▶ **WHAT YOU ARE ASKED TO DO**: Reproduce every one of the records below line for line, with no changes.
^^^^^^^^^^^^^^^^
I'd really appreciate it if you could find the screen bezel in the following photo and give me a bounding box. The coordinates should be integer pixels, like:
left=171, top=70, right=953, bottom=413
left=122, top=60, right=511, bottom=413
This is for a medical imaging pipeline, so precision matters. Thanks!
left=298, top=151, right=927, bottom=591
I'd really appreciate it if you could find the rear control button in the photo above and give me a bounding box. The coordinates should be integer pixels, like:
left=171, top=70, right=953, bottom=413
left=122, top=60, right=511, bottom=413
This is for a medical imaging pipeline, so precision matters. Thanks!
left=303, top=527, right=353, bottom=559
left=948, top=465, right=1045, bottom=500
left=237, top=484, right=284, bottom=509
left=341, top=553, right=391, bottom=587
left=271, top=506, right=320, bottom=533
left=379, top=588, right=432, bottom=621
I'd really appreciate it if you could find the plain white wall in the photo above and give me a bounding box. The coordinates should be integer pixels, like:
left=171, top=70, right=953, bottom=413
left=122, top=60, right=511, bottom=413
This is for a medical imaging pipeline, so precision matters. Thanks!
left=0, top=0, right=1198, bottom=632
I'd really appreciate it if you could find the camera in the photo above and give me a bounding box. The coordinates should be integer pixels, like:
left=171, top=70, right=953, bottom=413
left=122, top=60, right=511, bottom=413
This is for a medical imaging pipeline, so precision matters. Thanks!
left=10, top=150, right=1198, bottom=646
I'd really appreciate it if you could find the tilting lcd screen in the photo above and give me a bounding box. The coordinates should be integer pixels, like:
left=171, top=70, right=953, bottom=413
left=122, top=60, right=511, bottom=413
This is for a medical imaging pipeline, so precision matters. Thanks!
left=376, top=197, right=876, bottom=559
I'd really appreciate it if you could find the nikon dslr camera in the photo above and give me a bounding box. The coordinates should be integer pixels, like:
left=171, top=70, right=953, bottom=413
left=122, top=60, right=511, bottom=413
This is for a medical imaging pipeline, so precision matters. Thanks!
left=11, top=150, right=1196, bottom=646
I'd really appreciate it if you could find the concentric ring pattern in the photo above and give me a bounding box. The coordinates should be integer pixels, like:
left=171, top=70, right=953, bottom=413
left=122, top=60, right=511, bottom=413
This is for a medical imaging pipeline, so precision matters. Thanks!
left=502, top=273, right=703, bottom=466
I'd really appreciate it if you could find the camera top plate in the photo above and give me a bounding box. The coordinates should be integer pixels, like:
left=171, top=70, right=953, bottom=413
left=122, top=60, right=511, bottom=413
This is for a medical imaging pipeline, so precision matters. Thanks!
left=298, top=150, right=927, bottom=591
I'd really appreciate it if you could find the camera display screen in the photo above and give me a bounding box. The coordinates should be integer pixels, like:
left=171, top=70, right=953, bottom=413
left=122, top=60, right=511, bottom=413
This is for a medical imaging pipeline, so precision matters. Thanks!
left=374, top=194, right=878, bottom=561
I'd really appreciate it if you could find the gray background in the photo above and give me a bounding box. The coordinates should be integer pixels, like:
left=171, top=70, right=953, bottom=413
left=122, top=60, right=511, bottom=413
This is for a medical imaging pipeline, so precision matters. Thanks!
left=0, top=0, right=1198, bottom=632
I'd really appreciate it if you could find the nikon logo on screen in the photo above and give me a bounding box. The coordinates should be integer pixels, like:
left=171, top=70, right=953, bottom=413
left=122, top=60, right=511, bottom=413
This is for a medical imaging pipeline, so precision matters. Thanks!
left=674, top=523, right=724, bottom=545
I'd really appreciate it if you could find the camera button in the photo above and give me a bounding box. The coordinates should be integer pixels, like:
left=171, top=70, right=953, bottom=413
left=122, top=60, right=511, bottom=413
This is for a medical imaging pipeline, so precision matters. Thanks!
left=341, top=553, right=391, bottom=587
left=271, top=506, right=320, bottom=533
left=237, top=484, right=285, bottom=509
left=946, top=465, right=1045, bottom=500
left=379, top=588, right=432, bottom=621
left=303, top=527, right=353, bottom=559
^^^^^^^^^^^^^^^^
▶ **SOLUTION TO THIS PROBLEM**:
I'd really appreciate it if you could find the screen bezel in the following photo and give me a bounding box. The coordinates should be integer pixels, like:
left=171, top=70, right=953, bottom=413
left=122, top=60, right=511, bottom=413
This is for a medical imaging pipeline, so precision matters. Thanks!
left=298, top=151, right=927, bottom=591
I'd really appreciate it if you could find the rear control button in the photo above and give me a bounding box. The coordinates should be integer pixels, like:
left=171, top=70, right=953, bottom=413
left=122, top=60, right=511, bottom=413
This is for a medical imaging pipeline, so precision matters. Thanks!
left=303, top=527, right=353, bottom=559
left=948, top=465, right=1045, bottom=500
left=237, top=484, right=284, bottom=509
left=341, top=553, right=391, bottom=587
left=271, top=506, right=320, bottom=533
left=379, top=588, right=432, bottom=621
I'd really appreciate it if you could find the plain white wall in the photo above and give me a bounding box. The coordinates should be integer pixels, like:
left=171, top=70, right=953, bottom=413
left=122, top=60, right=511, bottom=413
This is for a medical imaging pipeline, so precision matters. Thanks!
left=0, top=0, right=1198, bottom=632
I'd really appreciate it if you could find the camera in the photo above and give me a bounding box. The coordinates should be integer pixels, like:
left=171, top=70, right=953, bottom=413
left=122, top=60, right=511, bottom=413
This is for a medical imaging pipeline, so precision matters. Thanks!
left=10, top=150, right=1198, bottom=646
I'd really appreciate it if you could find the tilting lcd screen in the photo above and give me a bounding box. The coordinates should be integer pixels, like:
left=171, top=70, right=953, bottom=413
left=122, top=60, right=511, bottom=413
This is for a medical imaging pipeline, so precision matters. Thanks!
left=376, top=197, right=876, bottom=559
I'd really appreciate it if you could find the nikon dslr camera in the photo above and give me a bounding box. The coordinates should be integer pixels, like:
left=171, top=70, right=953, bottom=413
left=122, top=60, right=511, bottom=413
This is for a medical imaging pipeline, so precision matters. Thanks!
left=11, top=150, right=1196, bottom=646
I'd really appreciate it if you could find the concentric ring pattern in the photo above and give me a bounding box. The coordinates should be integer pixels, like:
left=171, top=70, right=953, bottom=413
left=122, top=60, right=511, bottom=413
This is for a medical imaging pipeline, so precision matters. Thanks!
left=502, top=273, right=703, bottom=466
I'd really appreciate it if you could find the camera top plate in the photo above and give me a bounding box. The coordinates should be integer pixels, like:
left=171, top=70, right=953, bottom=413
left=122, top=60, right=511, bottom=413
This is for a medical imaging pipeline, so precision matters. Thanks!
left=298, top=150, right=927, bottom=591
I'd really appreciate it if you could find the camera display screen in the photo above and give me a bounding box. The coordinates should be integer pixels, like:
left=171, top=70, right=953, bottom=413
left=122, top=60, right=511, bottom=413
This is for a medical imaging pipeline, so precision matters. Thanks!
left=374, top=194, right=878, bottom=561
I'd really appreciate it if you could find the gray background in the photo above and give me a bounding box. The coordinates should be integer pixels, like:
left=171, top=70, right=953, bottom=413
left=122, top=60, right=511, bottom=413
This is for a medical imaging pipeline, so precision matters. Thanks!
left=0, top=0, right=1198, bottom=632
I'd really appreciate it if you could find the nikon logo on screen in the photo above and give me a bounding box. The coordinates should be integer pixels, like:
left=171, top=70, right=953, bottom=413
left=122, top=60, right=511, bottom=413
This is for a medical imaging pipeline, so precision matters. Thanks!
left=674, top=523, right=724, bottom=545
I'd really appreciate it if you could find the camera button in the photo above and give me a bounding box. The coordinates should be integer pixels, like:
left=171, top=70, right=953, bottom=413
left=122, top=60, right=511, bottom=413
This is for a medical imaging pipeline, so precision matters. Thanks!
left=341, top=553, right=391, bottom=587
left=271, top=506, right=320, bottom=533
left=237, top=484, right=285, bottom=509
left=946, top=465, right=1045, bottom=500
left=379, top=588, right=432, bottom=621
left=303, top=527, right=353, bottom=559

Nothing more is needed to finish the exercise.